▸ ENTRIES PROVIDED:

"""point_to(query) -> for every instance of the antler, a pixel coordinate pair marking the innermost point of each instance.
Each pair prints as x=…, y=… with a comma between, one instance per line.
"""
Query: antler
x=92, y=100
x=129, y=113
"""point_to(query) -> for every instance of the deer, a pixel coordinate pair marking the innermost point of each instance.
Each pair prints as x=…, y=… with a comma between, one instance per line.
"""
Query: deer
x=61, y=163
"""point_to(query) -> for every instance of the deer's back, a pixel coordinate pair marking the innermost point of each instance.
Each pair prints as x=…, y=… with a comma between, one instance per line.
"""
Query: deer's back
---
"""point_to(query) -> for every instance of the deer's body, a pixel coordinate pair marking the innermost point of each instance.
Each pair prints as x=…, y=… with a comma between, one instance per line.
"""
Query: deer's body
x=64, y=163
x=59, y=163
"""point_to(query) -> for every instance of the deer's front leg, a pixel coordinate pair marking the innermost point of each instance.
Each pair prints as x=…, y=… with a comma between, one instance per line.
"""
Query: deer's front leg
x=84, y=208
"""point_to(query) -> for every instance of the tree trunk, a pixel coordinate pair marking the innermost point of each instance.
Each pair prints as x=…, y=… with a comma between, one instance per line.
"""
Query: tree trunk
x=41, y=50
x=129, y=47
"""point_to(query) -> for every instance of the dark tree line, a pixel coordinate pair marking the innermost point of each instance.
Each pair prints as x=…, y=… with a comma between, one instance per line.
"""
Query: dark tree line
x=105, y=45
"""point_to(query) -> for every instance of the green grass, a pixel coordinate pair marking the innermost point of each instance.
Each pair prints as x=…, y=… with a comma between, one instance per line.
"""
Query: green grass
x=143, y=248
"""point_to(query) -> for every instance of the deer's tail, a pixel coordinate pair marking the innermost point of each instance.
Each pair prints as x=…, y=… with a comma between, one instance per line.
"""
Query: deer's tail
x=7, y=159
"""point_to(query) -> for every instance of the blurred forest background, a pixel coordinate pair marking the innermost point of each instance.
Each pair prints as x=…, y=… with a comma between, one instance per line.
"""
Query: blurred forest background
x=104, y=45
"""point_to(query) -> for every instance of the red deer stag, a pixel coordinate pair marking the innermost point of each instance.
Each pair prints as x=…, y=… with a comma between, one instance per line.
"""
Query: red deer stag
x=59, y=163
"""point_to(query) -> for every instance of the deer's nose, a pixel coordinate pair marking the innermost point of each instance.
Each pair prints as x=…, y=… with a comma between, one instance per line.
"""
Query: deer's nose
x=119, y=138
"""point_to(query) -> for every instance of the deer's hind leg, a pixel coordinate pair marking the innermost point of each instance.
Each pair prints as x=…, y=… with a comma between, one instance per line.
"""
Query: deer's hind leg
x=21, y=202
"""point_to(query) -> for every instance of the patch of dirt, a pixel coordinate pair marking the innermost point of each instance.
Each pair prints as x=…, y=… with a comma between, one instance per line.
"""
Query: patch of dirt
...
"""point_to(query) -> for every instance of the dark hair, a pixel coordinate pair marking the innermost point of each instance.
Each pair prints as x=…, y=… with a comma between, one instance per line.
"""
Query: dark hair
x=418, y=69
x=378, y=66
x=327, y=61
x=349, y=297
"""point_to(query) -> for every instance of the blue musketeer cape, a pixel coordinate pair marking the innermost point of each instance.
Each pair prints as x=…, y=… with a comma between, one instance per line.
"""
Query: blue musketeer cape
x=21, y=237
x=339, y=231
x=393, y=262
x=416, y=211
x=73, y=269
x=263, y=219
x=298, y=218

▸ YOUR INSTRUCTIONS: Your task is to return each line of the data above that contains the string "dirt".

▸ TASK RESULT:
"""point_to(query) -> for every instance of the patch of dirt, a pixel coordinate pair marking the innermost point of each instance.
Query: patch of dirt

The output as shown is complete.